## [Objective]
Count the lines in the listing below that contain the string "utility", treating uppercase and lowercase as different. Reply with the number alone.

··· Given entries ···

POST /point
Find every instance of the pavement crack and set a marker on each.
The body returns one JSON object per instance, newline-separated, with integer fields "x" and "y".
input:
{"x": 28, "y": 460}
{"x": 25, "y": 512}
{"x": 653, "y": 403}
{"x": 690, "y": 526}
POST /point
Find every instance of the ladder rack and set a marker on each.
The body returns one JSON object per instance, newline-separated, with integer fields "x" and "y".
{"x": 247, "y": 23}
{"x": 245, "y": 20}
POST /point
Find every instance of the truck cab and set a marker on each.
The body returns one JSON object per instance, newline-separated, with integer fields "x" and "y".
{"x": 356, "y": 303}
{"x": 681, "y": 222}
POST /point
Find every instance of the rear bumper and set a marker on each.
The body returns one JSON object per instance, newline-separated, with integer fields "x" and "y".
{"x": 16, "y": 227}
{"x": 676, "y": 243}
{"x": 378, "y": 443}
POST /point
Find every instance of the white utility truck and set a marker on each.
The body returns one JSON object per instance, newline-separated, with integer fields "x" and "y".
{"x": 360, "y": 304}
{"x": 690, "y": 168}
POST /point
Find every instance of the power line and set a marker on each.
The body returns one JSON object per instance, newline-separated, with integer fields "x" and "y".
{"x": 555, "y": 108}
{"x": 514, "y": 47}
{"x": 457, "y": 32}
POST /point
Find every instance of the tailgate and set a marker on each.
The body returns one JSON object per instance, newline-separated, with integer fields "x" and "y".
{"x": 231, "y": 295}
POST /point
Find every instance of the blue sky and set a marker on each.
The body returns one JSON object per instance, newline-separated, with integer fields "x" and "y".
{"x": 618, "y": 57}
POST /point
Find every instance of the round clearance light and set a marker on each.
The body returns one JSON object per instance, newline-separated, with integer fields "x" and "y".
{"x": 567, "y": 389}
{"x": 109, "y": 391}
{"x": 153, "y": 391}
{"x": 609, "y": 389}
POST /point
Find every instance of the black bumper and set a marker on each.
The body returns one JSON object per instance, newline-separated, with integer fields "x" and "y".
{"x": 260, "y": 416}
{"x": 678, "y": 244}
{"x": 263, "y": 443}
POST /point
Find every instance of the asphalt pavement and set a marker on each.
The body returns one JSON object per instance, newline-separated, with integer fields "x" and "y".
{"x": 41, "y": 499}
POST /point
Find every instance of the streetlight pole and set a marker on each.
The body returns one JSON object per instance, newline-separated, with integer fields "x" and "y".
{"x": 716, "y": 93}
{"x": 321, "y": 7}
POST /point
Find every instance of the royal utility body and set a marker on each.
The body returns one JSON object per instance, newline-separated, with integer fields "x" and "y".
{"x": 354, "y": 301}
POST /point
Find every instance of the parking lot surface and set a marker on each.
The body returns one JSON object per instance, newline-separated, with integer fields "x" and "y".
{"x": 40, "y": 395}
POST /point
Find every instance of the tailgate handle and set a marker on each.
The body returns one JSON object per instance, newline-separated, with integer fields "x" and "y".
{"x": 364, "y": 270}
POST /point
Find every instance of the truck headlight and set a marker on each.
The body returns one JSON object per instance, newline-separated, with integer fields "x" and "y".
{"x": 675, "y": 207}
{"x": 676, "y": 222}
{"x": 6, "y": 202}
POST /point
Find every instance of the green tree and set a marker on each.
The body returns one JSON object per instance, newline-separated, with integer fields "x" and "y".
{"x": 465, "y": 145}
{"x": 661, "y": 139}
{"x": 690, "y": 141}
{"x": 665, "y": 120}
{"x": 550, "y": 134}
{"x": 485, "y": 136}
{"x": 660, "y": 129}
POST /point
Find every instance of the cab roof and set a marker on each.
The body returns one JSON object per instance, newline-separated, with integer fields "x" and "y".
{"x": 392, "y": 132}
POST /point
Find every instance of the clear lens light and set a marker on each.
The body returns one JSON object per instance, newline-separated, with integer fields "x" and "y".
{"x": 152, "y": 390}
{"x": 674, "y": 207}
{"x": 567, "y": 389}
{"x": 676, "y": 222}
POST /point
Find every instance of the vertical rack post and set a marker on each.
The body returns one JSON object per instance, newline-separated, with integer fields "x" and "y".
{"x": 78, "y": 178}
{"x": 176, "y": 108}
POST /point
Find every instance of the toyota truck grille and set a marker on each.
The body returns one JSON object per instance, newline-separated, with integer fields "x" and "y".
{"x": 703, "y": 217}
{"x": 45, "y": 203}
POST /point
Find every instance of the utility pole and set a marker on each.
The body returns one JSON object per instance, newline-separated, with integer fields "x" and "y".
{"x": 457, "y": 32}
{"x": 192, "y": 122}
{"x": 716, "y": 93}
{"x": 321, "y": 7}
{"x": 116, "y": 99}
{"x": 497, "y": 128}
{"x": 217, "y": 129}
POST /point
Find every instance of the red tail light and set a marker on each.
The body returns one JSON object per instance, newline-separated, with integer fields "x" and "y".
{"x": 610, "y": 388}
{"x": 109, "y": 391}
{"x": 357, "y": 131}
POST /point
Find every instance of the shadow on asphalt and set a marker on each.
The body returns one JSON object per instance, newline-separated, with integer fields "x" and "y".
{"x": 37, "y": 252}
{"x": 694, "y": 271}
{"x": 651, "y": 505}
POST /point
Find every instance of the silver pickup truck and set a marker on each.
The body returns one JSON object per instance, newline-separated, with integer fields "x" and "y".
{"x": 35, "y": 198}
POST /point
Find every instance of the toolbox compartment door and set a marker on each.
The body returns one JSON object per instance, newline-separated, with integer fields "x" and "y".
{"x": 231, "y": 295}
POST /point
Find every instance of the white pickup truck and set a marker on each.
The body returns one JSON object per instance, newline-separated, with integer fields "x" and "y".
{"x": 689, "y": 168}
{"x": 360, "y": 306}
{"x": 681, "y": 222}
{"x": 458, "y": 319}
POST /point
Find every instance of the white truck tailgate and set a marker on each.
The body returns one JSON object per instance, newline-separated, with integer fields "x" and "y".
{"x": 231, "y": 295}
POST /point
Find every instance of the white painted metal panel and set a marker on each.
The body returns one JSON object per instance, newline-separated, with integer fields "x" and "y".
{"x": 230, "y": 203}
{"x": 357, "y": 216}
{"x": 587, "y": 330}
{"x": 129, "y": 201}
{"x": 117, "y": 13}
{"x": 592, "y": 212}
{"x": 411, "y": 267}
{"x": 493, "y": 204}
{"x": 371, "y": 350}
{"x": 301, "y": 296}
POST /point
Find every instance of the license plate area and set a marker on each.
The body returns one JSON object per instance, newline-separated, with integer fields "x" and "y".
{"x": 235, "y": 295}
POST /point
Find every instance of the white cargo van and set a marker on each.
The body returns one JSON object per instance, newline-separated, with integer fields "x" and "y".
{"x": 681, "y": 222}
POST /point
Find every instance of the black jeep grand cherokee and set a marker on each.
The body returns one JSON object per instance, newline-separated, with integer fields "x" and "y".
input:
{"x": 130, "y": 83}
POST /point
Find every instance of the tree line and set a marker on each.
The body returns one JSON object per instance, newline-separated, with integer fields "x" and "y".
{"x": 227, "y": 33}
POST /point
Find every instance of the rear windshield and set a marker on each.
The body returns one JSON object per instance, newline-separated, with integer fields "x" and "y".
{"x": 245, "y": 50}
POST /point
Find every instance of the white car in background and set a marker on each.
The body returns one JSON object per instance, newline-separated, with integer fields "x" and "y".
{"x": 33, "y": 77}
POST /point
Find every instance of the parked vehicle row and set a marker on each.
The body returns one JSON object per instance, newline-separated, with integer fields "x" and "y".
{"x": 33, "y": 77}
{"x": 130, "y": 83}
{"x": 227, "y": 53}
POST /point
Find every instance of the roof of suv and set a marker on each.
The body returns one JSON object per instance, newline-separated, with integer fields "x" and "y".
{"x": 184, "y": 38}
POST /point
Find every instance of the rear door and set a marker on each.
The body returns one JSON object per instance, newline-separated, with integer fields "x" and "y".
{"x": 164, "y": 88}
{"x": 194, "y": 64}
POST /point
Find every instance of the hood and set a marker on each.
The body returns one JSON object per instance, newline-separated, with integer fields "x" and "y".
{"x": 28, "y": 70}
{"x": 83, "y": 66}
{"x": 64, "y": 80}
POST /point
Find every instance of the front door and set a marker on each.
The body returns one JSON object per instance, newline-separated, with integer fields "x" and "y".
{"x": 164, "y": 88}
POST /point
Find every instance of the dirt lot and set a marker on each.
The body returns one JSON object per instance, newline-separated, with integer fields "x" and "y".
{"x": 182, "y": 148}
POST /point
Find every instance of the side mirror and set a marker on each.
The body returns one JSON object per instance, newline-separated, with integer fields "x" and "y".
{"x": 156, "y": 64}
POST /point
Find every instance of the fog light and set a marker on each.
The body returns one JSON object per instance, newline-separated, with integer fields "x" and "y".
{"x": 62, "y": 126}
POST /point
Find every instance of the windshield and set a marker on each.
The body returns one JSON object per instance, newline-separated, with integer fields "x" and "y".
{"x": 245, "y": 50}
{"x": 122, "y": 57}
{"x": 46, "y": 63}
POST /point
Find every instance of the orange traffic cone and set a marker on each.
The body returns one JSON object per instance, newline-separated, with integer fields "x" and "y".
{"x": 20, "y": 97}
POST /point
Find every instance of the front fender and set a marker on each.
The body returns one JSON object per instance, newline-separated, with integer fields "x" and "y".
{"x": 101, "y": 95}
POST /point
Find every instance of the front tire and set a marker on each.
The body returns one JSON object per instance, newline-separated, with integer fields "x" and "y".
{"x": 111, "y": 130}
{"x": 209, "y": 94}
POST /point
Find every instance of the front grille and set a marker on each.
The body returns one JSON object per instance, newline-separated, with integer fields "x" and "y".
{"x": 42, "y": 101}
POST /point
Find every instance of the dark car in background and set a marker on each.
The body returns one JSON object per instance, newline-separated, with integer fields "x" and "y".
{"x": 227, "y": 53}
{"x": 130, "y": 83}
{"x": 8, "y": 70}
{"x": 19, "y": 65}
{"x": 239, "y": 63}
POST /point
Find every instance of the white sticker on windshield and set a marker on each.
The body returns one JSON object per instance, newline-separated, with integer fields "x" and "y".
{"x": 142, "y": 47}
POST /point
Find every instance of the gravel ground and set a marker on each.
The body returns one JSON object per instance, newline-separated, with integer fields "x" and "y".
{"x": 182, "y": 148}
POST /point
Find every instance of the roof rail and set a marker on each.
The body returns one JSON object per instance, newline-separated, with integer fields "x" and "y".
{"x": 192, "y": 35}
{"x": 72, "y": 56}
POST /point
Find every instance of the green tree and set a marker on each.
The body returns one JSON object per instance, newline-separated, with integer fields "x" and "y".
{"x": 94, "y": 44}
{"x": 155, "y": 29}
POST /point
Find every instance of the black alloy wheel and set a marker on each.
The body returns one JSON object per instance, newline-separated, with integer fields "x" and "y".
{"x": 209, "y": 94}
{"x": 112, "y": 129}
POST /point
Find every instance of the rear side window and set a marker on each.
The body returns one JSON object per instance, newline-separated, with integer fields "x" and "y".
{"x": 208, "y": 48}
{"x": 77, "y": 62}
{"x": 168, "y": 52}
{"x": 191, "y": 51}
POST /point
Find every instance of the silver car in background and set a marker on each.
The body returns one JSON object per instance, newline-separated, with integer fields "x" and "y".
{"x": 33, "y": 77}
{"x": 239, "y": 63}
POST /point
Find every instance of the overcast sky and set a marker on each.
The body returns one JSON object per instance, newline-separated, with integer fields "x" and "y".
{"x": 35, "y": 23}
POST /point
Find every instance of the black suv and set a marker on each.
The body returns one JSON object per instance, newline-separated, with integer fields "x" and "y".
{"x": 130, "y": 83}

···

## [The completed task]
3